=== TAREFAS E EXERCÍCIOS ===
1. Liste todas as pessoas citadas pelo nome no texto sobre os exilados russos.
2. Por favor, prossiga com o texto sobre os exilados russos a partir do ponto em que ele termina.

Os exilados não podem salvar a Rússia

No final de 2022, um tribunal de Moscou condenou o crítico do Kremlin Ilya Yashin a oito anos e meio atrás das grades. Ele era um membro proeminente e franco da oposição russa e um aliado de Boris Nemtsov e Alexei Navalny, figuras proeminentes da oposição que encontraram mortes prematuras. Se ele não tivesse sido libertado na troca de prisioneiros do mês passado com os Estados Unidos, Yashin também poderia ter encontrado uma morte prematura. Agora exilado em Berlim, ele pode fazer seu trabalho político sem impedimentos.

Yashin não queria deixar a Rússia. Ele teria preferido ficar: ele disse a repórteres em uma coletiva de imprensa na Alemanha, “Eu entendi minha prisão não apenas como uma luta antiguerra, mas também como uma luta pelo meu direito de viver em meu país, de me envolver em política independente lá.” Ele havia afirmado um direito que seu governo rejeitou categoricamente. Navalny afirmou o mesmo direito quando retornou da Alemanha para a Rússia em 2021, sabendo muito bem das tribulações que ele suportaria.

O desejo de Yashin de buscar política independente na Rússia, mesmo depois de ter sido preso por buscar política independente, é compreensível. O futuro político do país será escrito não em Berlim, Londres ou Nova York, mas na própria Rússia. Será escrito por aqueles que vivem a guerra lá, quer a apoiem ou não. Sair é perder a oportunidade de participar do processo e abandonar o país em tempo de guerra, convidando vergonha e estigma, especialmente para aqueles que se estabelecem no Ocidente. Sair é também se juntar à oposição exilada, uma rede desestruturada muito distante das alavancas do poder em Moscou.

Ninguém espera que o regime do presidente russo Vladimir Putin seja substituído por um grupo de líderes orientados para o Ocidente tão cedo. A Rússia e o Ocidente estão envolvidos em um conflito de longo prazo, e o Kremlin construiu seu governo com base na hostilidade ao Ocidente, expulsando ou silenciando ocidentalizadores — isto é, russos que continuam a considerar o Ocidente como um exemplo de democracia liberal. Mas cenários de transformação ainda podem reter sua força imaginativa. Eles ainda podem orientar as maneiras como os governos ocidentais abordam a diáspora russa. Em vez de fantasiar sobre revolução política, o Ocidente deve reconhecer a riqueza dessa diáspora, que reside em suas muitas formas de habilidade e expertise, do acadêmico ao jornalístico e ao artístico. É do interesse próprio do Ocidente conceder asilo político aos russos que fogem do despotismo de Putin e direcionar o financiamento de uma maneira que promova suas contribuições culturais e intelectuais.

=== DADOS DE ORIGEM ===

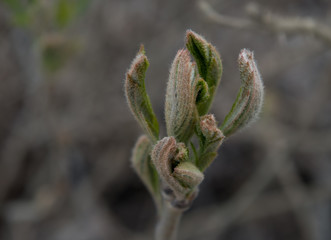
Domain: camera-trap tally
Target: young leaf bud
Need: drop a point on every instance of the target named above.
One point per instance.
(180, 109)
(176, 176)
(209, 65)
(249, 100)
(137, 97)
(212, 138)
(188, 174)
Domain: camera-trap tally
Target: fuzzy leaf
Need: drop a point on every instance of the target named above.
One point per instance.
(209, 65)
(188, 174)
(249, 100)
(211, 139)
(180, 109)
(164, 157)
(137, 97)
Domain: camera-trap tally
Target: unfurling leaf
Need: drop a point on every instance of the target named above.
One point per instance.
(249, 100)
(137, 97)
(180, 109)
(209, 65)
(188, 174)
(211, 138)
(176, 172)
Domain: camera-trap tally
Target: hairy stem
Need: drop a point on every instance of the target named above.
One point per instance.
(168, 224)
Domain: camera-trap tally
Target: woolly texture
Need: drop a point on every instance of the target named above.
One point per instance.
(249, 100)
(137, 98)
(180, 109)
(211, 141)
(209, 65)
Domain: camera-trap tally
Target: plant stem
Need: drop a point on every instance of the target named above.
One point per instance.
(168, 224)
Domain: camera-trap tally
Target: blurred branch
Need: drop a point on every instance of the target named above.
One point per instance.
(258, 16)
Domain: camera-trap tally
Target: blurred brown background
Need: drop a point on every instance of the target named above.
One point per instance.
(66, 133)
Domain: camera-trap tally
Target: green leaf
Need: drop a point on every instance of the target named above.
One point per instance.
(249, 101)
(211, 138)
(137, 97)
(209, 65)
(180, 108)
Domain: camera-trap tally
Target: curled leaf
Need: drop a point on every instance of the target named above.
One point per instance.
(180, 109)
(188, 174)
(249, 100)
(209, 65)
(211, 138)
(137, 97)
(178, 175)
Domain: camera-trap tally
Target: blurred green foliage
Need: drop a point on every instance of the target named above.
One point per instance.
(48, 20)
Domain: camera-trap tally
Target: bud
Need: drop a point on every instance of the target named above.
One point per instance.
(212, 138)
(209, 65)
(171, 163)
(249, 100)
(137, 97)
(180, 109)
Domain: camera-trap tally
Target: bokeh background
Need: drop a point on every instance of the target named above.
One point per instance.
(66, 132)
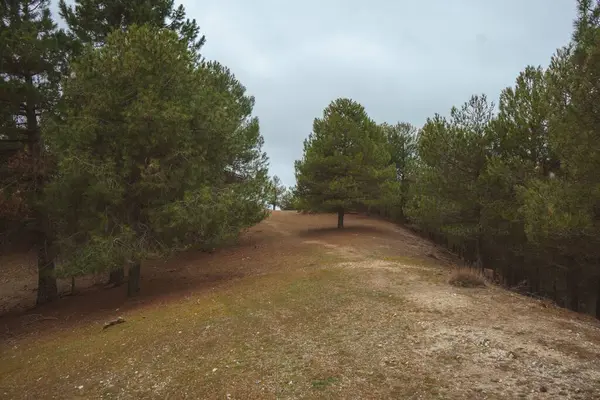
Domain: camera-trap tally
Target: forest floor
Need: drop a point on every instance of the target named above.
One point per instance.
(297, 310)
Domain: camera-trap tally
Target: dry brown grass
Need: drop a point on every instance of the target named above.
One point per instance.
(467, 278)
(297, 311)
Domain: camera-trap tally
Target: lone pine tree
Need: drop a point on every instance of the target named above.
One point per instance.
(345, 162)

==

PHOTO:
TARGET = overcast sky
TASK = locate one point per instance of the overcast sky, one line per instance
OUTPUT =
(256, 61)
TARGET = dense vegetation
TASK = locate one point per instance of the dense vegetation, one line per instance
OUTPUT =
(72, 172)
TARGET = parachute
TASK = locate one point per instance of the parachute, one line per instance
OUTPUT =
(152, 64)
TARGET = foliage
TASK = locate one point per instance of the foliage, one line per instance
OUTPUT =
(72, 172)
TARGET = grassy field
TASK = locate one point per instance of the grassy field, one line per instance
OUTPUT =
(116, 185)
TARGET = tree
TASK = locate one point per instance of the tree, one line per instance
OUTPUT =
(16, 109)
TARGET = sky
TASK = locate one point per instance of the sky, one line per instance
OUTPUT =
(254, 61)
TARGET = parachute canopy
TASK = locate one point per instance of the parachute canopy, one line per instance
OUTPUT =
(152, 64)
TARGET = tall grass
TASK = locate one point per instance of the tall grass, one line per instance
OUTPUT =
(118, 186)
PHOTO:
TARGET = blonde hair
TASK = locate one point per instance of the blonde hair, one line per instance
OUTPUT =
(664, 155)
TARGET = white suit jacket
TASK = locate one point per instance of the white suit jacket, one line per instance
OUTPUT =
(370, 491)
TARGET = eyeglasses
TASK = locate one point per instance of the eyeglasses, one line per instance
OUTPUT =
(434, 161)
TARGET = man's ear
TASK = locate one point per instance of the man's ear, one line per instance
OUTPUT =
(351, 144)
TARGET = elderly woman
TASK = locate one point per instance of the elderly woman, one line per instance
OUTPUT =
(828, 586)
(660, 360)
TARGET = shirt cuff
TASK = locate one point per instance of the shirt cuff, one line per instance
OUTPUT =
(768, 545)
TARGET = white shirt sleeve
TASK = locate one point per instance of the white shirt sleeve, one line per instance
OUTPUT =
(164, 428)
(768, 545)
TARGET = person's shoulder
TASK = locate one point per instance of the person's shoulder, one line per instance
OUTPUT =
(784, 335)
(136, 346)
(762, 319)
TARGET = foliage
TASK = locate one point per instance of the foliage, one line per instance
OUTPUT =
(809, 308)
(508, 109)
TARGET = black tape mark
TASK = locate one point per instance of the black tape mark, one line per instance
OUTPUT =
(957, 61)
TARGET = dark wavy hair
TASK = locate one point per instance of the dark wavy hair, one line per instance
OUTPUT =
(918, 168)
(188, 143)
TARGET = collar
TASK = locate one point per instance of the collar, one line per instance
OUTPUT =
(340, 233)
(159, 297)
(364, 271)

=== RESPOSTAS ESPERADAS ===
1. Ilya Yashin, Boris Nemtsov, Alexei Navalny, Vladimir Putin

2.
A RECUSA DE SOLZHENITSYN

Houve uma vez uma oposição russa apoiada pelo Ocidente que reformulou completamente a política russa. Em 1917, após anos vivendo no exílio, os líderes bolcheviques retornaram para casa. A Alemanha Imperial tornou possível a jornada de Vladimir Lenin, enviando o revolucionário de trem pela Europa e para a Rússia. Uma pintura de Lenin chegando de trem em Petrogrado, vindo de Zurique, está entre as imagens mais icônicas do século XX. Cambaleando com a entrada dos Estados Unidos na Primeira Guerra Mundial, o Estado-Maior Alemão infectou a Rússia com o bacilo da revolução, calculando que isso ajudaria a Alemanha a vencer. Mas em 1945, em um exemplo espetacular de consequências não intencionais, a União Soviética se reconstituiu como uma força militar formidável na Europa, triunfou sobre a Alemanha nazista e, então, como uma das duas superpotências do mundo, presidiu a divisão da Alemanha.

O exemplo bolchevique é único na história russa. É a única vez que um grupo de emigrantes políticos retornou e consolidou uma revolução. Caso contrário, a Rússia, que sempre esteve aberta a programas ocidentais de modernização, manteve seus emigrantes à distância, tanto em tempos de estagnação quanto em tempos de mudança. Nos séculos XIX e XX, muitos intelectuais russos foram para a Europa em busca de um futuro melhor, experimentando ideias liberais e socialistas. Suas buscas frequentemente terminavam em frustração — às vezes frustração com a recusa de seu país de origem em se ocidentalizar e às vezes frustração com o próprio Ocidente. Os escritores exilados Alexander Herzen e Aleksandr Solzhenitsyn ficaram desiludidos com uma variedade de males ocidentais percebidos — hipocrisia e colonialismo para Herzen, materialismo e falta de vontade anticomunista para Solzhenitsyn.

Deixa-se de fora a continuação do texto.